* START Given information *

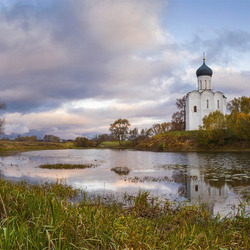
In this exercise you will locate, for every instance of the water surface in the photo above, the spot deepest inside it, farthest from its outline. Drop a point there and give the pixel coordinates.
(221, 180)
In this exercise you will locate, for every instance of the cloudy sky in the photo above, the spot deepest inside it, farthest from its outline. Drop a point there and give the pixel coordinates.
(72, 67)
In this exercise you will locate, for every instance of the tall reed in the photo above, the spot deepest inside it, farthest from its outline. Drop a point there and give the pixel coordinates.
(42, 217)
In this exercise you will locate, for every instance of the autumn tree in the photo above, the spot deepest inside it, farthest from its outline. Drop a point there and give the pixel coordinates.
(133, 135)
(179, 118)
(239, 119)
(120, 130)
(51, 138)
(2, 106)
(82, 142)
(214, 129)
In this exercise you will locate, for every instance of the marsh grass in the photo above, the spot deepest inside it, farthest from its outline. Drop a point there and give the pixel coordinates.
(66, 166)
(41, 217)
(121, 170)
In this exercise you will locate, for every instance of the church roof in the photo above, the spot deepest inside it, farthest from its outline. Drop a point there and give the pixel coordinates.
(204, 70)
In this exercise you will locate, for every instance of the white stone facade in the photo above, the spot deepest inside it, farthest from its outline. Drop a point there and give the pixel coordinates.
(202, 102)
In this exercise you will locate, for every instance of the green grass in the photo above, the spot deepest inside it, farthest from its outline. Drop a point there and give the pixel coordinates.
(66, 166)
(11, 147)
(115, 145)
(41, 217)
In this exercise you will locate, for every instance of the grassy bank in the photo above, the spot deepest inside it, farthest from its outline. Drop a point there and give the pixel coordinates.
(39, 217)
(186, 141)
(11, 147)
(66, 166)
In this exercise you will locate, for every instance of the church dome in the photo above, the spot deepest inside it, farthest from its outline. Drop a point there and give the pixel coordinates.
(204, 70)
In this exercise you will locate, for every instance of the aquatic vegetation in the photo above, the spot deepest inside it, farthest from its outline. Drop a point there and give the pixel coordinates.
(66, 166)
(41, 217)
(121, 170)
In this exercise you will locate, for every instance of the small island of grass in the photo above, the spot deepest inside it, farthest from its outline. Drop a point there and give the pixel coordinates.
(66, 166)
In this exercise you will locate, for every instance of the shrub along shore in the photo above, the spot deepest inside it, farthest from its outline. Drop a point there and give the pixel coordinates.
(42, 216)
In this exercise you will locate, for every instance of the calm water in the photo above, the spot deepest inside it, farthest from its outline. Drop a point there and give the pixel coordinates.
(220, 180)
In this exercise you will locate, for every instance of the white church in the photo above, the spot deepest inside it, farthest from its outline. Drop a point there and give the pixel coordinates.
(203, 101)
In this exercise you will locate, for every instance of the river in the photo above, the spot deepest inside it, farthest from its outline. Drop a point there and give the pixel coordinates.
(220, 180)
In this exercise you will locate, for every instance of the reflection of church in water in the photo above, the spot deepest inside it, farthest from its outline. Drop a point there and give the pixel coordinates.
(196, 187)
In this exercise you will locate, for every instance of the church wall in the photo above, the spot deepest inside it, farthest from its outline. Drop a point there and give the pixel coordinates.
(207, 104)
(192, 113)
(220, 102)
(204, 82)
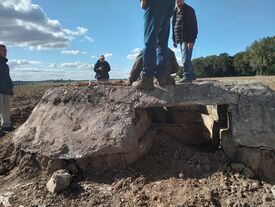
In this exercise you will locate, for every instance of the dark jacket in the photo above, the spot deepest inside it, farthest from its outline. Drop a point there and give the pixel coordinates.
(190, 25)
(6, 84)
(102, 70)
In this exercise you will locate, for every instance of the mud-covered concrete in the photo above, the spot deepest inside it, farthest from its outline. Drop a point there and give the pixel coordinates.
(109, 124)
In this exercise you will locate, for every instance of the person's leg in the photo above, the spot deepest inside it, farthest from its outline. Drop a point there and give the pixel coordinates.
(151, 29)
(162, 49)
(6, 122)
(1, 108)
(188, 73)
(136, 70)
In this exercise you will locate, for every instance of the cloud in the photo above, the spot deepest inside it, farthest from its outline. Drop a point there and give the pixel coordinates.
(133, 54)
(108, 55)
(25, 24)
(78, 65)
(53, 65)
(73, 52)
(88, 38)
(230, 23)
(23, 62)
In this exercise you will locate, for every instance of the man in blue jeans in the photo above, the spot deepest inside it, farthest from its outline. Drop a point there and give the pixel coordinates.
(185, 31)
(156, 33)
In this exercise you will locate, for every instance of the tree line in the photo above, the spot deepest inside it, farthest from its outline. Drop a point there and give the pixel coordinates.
(258, 59)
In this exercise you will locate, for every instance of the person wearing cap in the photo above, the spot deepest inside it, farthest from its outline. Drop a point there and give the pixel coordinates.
(156, 34)
(6, 91)
(102, 69)
(185, 31)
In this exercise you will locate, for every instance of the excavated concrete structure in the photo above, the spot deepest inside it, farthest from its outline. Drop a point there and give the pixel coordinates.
(105, 125)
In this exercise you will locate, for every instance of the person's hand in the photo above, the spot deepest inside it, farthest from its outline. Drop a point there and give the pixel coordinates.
(190, 45)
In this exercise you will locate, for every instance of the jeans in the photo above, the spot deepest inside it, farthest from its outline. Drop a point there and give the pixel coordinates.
(5, 110)
(188, 73)
(156, 33)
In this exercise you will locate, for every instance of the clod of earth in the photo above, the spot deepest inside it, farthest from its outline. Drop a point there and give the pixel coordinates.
(105, 126)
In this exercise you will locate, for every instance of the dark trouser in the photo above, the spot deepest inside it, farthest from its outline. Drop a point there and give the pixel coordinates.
(188, 73)
(156, 33)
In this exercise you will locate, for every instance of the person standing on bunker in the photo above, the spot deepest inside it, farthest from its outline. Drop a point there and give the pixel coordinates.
(6, 90)
(157, 14)
(185, 31)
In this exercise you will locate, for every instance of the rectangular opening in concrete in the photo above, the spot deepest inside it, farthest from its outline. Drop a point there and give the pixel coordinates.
(191, 124)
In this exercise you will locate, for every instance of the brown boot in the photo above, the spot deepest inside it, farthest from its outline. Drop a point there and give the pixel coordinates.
(162, 82)
(170, 81)
(145, 83)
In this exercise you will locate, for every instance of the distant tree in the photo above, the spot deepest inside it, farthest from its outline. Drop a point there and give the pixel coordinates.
(224, 65)
(242, 66)
(262, 56)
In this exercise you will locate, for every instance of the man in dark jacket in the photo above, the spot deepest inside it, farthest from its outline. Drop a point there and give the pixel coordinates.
(6, 90)
(156, 34)
(172, 67)
(185, 31)
(102, 69)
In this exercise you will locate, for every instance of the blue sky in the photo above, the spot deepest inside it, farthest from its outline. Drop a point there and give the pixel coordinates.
(57, 39)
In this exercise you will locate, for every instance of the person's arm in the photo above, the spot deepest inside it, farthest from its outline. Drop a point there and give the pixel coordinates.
(194, 27)
(108, 67)
(173, 30)
(10, 80)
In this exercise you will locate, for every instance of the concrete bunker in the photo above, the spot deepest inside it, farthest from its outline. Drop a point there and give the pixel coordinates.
(189, 124)
(105, 126)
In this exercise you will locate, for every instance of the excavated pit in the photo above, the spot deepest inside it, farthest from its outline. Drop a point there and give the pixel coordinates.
(86, 128)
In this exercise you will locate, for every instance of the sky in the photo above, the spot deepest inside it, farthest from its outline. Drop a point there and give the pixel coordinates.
(62, 39)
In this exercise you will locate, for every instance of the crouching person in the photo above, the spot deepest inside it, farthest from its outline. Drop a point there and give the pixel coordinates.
(102, 69)
(6, 91)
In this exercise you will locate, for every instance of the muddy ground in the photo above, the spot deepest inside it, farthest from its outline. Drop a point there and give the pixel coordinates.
(172, 174)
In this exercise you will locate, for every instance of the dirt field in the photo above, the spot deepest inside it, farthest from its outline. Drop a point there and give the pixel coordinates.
(172, 174)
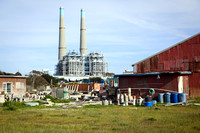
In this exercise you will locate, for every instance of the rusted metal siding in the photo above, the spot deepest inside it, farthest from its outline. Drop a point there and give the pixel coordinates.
(182, 57)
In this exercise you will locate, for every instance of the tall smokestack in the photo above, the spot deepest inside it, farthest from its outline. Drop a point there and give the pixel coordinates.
(83, 47)
(62, 45)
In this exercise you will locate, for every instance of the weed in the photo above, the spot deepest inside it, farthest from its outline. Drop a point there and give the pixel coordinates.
(11, 108)
(55, 100)
(97, 106)
(94, 128)
(151, 119)
(123, 124)
(196, 100)
(39, 115)
(114, 120)
(116, 129)
(196, 128)
(157, 108)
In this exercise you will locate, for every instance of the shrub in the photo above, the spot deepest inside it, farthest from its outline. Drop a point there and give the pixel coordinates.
(56, 100)
(9, 105)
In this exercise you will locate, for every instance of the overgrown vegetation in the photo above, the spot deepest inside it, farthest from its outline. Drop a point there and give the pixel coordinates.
(55, 100)
(195, 100)
(12, 106)
(115, 119)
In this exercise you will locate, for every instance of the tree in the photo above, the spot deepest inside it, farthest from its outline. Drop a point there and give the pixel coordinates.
(50, 79)
(35, 80)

* END Given information *

- _Given task_:
Repeat only the stretch of lines that opens with the line containing "of the rusted" and closes with the final line of the entries, both included, exactly as written.

- _Output below_:
In this exercise you will locate, for every instance of the rusted metal siding in the photo above, the spot deepest inside it, farthest from its outline. Drop a point there and give the pixel coordinates.
(182, 57)
In this exercise you will locate, for every instance of the tall smokestack in the photo above, the spot deepest inside it, farthest from its outline. Drop a point there and give the pixel coordinates.
(83, 47)
(62, 45)
In this exercise you will locate, for every instance of the weed in the photo above, the spot deepest inside it, farthest from its outline. Drop a point there and give the pixel coordinates.
(11, 108)
(55, 100)
(97, 106)
(94, 128)
(151, 119)
(123, 124)
(196, 100)
(39, 115)
(114, 120)
(116, 129)
(196, 128)
(157, 108)
In this exercise you will locate, for every instance of the shrub in the photo above, the spot deepest inside it, farthest from its outline. Drop a point there and give the pixel coordinates.
(56, 100)
(9, 105)
In this exercise you will locate, for every instance of the overgrown vegetation in the photo above, the spot deepest inside it, farthest from its outline. Drop a point there and give the pixel coordinates.
(55, 100)
(195, 100)
(12, 106)
(115, 119)
In this exercise you will locate, for every instance of the tree in the photo above, the spot deepest inside it, farthest from its outline. Drop a point there and give the pixel coordinates.
(50, 79)
(35, 80)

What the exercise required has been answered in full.